• _Document segment_
------------------------------------

Monday, April 24, 2017

Marvelous Middle Grade Monday: THE WATSONS GO TO BIRMINGHAM --1963 by Christopher Paul Curtis

THE WATSONS GO TO BIRMINGHAM --1963 by Christopher Paul Curtis  (January 1995)

Even though I'm the Middle Grade Mafioso, there are gaps in my reading. (I know, what a shocker!) I'd never read anything by Christopher Paul Curtis, but that has been rectified now because my 4th-grader was reading The Watsons Go To Birmingham, 1963 for a class project, and we read it together. I loved it!

What It's About:
Enter the hilarious world of ten-year-old Kenny and his family, the Weird Watsons of Flint, Michigan. There's Momma, Dad, little sister Joetta, and brother Byron, who's thirteen and an "official juvenile delinquent." When Momma and Dad decide it's time for a visit to Grandma, Dad comes home with the amazing Ultra-Glide, and the Watsons set out on a trip like no other. They're heading South to Birmingham, Alabama, toward one of the darkest moments in America's history.

------------------------------------

• _Set tasks_
A. According to the review, why did the writer end up reading this book? Answer in one to three sentences.
B. State how many lines of the rows contain the string "wooden", counting matches in the same case only.
The rows after this point are unrelated to the review.

------------------------------------

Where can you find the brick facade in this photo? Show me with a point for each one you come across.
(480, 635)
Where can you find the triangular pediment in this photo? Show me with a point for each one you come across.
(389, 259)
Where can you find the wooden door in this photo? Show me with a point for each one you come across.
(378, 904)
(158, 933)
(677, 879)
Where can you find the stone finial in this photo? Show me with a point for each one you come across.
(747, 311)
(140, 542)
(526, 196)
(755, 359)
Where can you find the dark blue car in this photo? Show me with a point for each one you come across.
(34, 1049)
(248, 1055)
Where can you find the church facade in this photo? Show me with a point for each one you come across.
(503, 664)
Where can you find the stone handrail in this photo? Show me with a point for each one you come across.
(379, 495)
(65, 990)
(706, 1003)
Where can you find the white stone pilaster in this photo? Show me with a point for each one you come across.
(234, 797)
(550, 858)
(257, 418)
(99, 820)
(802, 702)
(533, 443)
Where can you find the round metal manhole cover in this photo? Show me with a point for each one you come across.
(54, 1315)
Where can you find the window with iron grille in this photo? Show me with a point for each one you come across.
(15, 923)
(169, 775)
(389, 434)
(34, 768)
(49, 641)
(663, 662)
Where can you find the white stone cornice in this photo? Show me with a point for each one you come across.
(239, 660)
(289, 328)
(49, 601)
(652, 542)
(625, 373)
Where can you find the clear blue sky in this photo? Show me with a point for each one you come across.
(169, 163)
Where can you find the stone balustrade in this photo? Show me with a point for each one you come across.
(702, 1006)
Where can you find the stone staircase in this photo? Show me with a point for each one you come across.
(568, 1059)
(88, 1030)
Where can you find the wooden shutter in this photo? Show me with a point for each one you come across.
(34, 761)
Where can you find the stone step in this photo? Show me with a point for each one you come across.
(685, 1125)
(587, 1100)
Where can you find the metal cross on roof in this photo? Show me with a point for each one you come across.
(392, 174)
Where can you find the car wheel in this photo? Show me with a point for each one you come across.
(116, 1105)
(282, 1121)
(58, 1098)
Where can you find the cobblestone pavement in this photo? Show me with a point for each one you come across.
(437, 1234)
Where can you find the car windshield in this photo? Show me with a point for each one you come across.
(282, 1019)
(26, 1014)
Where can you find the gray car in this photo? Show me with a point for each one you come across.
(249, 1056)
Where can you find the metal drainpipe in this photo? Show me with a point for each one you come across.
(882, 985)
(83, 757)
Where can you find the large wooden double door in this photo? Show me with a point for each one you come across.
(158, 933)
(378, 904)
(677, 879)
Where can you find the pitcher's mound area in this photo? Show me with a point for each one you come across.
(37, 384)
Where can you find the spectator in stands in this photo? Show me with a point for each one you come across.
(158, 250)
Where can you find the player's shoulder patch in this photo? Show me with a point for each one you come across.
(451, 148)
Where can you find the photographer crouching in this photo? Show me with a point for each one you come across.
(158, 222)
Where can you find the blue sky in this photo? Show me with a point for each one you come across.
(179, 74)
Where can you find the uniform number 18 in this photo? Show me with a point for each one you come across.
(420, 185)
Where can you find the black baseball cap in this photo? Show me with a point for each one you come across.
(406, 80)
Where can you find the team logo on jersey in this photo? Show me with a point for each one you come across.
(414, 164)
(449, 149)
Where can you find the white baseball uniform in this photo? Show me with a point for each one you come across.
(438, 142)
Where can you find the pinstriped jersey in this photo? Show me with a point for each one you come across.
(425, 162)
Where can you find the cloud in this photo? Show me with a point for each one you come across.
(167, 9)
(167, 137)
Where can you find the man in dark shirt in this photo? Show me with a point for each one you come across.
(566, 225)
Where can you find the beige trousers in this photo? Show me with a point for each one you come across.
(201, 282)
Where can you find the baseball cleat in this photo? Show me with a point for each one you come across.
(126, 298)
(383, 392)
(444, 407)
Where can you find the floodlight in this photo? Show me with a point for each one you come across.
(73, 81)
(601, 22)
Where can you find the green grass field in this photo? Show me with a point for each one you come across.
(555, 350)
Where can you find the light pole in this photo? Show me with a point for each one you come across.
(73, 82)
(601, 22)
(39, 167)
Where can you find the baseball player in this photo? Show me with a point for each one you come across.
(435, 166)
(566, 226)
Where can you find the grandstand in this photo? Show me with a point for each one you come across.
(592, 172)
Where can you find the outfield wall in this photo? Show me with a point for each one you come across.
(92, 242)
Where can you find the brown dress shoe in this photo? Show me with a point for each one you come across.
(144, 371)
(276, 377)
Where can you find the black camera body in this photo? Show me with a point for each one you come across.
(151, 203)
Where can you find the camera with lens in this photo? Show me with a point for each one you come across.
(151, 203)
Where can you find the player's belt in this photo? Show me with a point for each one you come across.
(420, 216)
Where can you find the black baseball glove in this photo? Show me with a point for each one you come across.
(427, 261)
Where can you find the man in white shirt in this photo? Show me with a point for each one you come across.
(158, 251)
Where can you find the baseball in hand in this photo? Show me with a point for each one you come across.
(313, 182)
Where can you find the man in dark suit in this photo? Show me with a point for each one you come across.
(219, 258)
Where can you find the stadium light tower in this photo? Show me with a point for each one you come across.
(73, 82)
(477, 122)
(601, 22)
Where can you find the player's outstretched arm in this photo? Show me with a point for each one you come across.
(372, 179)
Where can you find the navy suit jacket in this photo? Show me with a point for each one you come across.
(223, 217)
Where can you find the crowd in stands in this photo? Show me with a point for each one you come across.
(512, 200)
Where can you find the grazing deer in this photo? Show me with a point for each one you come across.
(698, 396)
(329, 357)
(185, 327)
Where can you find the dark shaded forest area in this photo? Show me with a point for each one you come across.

------------------------------------

• _Written answers_
A. The writer read it because their 4th-grader was reading the book for a class project, and the two of them read it together.

B. 3